Segment Open

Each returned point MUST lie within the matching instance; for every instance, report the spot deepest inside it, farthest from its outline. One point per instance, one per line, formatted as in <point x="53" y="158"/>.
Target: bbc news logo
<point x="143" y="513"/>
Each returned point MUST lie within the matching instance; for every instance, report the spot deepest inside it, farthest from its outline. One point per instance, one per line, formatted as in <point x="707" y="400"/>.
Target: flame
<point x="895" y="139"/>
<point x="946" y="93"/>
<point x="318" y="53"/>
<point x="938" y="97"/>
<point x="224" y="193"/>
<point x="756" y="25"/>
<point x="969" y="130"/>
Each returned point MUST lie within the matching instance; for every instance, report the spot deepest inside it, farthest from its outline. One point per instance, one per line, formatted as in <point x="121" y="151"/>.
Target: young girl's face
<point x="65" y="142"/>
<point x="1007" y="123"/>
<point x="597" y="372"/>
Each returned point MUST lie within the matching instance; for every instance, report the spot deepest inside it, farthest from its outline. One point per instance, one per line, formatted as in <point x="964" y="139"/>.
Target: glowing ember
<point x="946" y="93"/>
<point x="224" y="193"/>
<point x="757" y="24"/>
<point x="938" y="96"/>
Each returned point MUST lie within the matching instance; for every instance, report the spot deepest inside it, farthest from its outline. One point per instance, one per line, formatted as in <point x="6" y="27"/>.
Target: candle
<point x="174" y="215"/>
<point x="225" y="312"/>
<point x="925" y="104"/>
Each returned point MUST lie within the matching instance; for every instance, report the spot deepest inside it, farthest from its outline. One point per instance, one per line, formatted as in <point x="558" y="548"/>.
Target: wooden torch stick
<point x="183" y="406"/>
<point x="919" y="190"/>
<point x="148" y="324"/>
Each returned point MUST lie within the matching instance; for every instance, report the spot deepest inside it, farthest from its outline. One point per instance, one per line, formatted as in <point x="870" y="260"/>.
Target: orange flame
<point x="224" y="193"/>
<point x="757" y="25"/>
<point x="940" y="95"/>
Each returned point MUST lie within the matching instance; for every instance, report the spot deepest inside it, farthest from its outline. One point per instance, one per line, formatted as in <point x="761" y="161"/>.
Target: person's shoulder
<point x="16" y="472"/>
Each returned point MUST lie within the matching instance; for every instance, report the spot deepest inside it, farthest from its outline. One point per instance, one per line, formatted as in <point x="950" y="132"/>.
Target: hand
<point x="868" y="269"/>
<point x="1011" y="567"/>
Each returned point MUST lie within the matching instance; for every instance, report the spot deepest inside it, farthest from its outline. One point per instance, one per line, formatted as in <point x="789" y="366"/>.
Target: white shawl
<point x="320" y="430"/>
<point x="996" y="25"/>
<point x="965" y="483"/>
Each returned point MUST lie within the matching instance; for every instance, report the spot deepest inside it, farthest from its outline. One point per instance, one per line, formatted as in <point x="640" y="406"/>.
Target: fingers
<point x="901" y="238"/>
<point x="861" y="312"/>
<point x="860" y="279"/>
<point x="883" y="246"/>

Segment Closed

### Exercise goal:
Output the full listing above once again, verbatim.

### Reply:
Each returned point MUST lie within the matching instance; for every instance, report the spot deepest inside it, farthest from its outline. One point per instance, one per line, formatted as in <point x="53" y="158"/>.
Target: bbc news logo
<point x="143" y="513"/>
Each returned point MUST lie within the matching instance; for every instance, report the spot deepest inside it, farthest from its outline. One point per instance, one per line, formatted as in <point x="707" y="400"/>.
Target: flame
<point x="895" y="139"/>
<point x="946" y="93"/>
<point x="318" y="53"/>
<point x="938" y="97"/>
<point x="224" y="193"/>
<point x="756" y="25"/>
<point x="969" y="130"/>
Each returned point MUST lie within the matching instance; for every instance, report the spot deepest inside it, farthest from its outline. One point per instance, one per line, formatted as in <point x="121" y="151"/>.
Target: young girl's face
<point x="65" y="142"/>
<point x="1007" y="123"/>
<point x="597" y="372"/>
Each returned point MUST lie within the matching instance; for every instance, report the spot deepest inside it, farthest from its outline. One point per instance, one per line, formatted as in <point x="964" y="139"/>.
Target: glowing ember
<point x="946" y="93"/>
<point x="224" y="193"/>
<point x="757" y="24"/>
<point x="938" y="96"/>
Each returned point MUST lie within the matching instance; for every instance, report the spot deepest inside it, farthest from its outline. One point per instance, one per line, formatted as in <point x="6" y="27"/>.
Target: candle
<point x="174" y="215"/>
<point x="225" y="312"/>
<point x="925" y="104"/>
Each returned point MUST lie within the matching instance; for every instance, report the spot deepest inside it, farthest from its outline. One point per instance, one per line, formatted as in <point x="558" y="548"/>.
Target: wooden torch stick
<point x="183" y="406"/>
<point x="919" y="190"/>
<point x="148" y="324"/>
Each returned point MUST lie within the matching instance; for every instance, report the spot deepest inside it, farthest from its outline. One point per instance, one per line, formatted as in <point x="870" y="260"/>.
Target: orange flame
<point x="224" y="193"/>
<point x="757" y="25"/>
<point x="940" y="95"/>
Each returned point MUST lie within the matching instance; for every instance, report the spot deepest inside it, farthest from its outline. One point per instance, one per line, formatted as in <point x="761" y="161"/>.
Target: person's shoulder
<point x="16" y="472"/>
Each returned point MUST lie within the matching instance; for every instance, report the spot deepest inside it, farthest from its outline. One point per instance, one per line, formatted as in <point x="950" y="132"/>.
Target: hand
<point x="868" y="269"/>
<point x="1011" y="567"/>
Each returned point MUST lie within the matching instance; for every instance, report the spot deepest inside it, farthest from its outline. One point per instance, one per line, formatted as in <point x="789" y="366"/>.
Target: white shawl
<point x="320" y="430"/>
<point x="996" y="25"/>
<point x="965" y="483"/>
Each returned point MUST lie within the matching instance; for every instance, report the spot deepest inside it, farthest from its outline. One point per instance, one per line, formatted as in <point x="640" y="406"/>.
Target: fingers
<point x="901" y="238"/>
<point x="861" y="312"/>
<point x="860" y="279"/>
<point x="883" y="246"/>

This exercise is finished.